----- MATERIAL
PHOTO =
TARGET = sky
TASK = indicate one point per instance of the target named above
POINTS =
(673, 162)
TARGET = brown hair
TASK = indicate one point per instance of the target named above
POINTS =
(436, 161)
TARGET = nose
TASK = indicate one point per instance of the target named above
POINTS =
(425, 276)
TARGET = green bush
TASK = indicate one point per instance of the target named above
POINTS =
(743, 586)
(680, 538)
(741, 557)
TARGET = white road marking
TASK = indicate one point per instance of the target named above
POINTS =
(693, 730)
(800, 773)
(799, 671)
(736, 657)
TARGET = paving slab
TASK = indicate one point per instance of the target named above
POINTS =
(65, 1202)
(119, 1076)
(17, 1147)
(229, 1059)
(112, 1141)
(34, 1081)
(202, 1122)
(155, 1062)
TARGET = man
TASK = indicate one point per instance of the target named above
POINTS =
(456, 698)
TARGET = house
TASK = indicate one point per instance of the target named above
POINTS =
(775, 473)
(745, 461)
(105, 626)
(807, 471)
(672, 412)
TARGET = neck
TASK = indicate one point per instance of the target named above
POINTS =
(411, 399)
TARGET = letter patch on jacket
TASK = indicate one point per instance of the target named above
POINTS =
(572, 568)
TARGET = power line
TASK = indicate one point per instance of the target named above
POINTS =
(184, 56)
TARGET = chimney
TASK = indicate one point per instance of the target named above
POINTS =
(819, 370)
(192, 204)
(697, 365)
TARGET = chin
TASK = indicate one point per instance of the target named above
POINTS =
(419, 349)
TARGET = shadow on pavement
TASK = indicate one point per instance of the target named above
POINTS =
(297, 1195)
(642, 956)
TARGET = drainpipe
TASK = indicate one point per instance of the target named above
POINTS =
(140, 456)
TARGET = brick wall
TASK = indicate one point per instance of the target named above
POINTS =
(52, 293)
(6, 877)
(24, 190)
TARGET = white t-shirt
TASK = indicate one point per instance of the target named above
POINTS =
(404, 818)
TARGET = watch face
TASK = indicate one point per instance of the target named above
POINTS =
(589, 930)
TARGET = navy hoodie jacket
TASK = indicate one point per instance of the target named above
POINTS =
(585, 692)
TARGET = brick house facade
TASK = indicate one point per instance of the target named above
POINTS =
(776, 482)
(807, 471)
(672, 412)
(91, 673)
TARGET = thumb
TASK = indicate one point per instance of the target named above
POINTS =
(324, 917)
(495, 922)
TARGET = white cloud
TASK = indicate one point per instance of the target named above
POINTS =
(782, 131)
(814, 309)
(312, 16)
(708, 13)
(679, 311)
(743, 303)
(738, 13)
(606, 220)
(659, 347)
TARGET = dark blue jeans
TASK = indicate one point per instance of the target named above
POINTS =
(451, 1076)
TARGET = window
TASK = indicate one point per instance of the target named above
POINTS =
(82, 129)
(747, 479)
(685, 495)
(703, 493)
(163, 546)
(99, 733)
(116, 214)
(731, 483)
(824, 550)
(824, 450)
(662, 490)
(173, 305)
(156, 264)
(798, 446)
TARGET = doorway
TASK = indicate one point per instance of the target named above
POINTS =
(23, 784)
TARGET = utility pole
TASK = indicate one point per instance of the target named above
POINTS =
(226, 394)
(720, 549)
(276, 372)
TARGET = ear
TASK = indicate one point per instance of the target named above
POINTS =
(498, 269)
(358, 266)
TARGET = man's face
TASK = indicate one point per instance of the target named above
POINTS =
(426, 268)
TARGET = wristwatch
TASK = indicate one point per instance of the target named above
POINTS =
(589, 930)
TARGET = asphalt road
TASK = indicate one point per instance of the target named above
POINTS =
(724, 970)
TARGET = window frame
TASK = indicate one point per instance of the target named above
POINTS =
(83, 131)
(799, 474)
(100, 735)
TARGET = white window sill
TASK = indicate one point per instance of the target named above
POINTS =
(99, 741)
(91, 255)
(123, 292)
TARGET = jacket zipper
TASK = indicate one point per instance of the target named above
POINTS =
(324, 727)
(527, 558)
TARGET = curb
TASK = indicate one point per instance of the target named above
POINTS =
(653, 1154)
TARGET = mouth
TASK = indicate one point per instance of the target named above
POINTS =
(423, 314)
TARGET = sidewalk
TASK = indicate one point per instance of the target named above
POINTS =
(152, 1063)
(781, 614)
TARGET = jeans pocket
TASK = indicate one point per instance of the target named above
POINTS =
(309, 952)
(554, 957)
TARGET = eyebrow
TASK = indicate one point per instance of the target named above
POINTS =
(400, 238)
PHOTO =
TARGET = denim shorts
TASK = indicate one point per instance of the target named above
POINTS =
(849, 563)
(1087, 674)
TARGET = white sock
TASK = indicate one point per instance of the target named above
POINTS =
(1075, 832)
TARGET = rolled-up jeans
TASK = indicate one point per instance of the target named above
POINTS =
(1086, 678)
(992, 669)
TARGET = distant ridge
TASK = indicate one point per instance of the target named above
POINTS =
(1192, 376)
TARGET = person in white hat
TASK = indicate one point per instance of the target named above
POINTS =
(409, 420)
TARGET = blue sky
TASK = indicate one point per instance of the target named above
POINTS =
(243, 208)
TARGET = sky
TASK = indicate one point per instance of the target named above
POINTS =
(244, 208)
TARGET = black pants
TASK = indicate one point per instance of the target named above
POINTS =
----------
(WORK REQUIRED) Begin at the line that contains "TARGET = sidewalk" and stop after the last line of the rows. Write all of those lines again, requests included, with every point coordinate in the answers multiplied by 2.55 and rounded to a whole number, halves rounding up.

(ANSWER)
TARGET = sidewalk
TASK = indicate one point per instance of the target named above
POINTS =
(388, 2711)
(1992, 1566)
TARGET = jeans pocket
TASK = indicate one point per instance of the target named above
POINTS =
(788, 2428)
(1413, 2440)
TARGET = eyebrow
TASK = indicate one point per instance of the target named above
POINTS =
(1020, 607)
PHOTO =
TARGET = denim shorts
TASK = indicate one point per instance of the target named above
POINTS =
(2165, 1436)
(2772, 1719)
TARGET = white sock
TASK = indicate one point per instance of the target named above
POINTS =
(2741, 2122)
TARGET = rolled-up jeans
TASK = indicate one point per instance of the target named above
POINTS =
(2769, 1729)
(2530, 1706)
TARGET = distant ridge
TASK = indicate one point per instance of the target named above
POINTS =
(3040, 959)
TARGET = person in white hat
TASK = indicate one point per instance of the target named above
POINTS =
(1043, 1071)
TARGET = blue sky
TASK = indicate one point per instance of the target named above
POINTS =
(620, 530)
TARGET = sky
TASK = indicate one point per instance of the target named above
POINTS =
(622, 530)
TARGET = black pants
TASK = indicate one point per instance of the target named above
POINTS =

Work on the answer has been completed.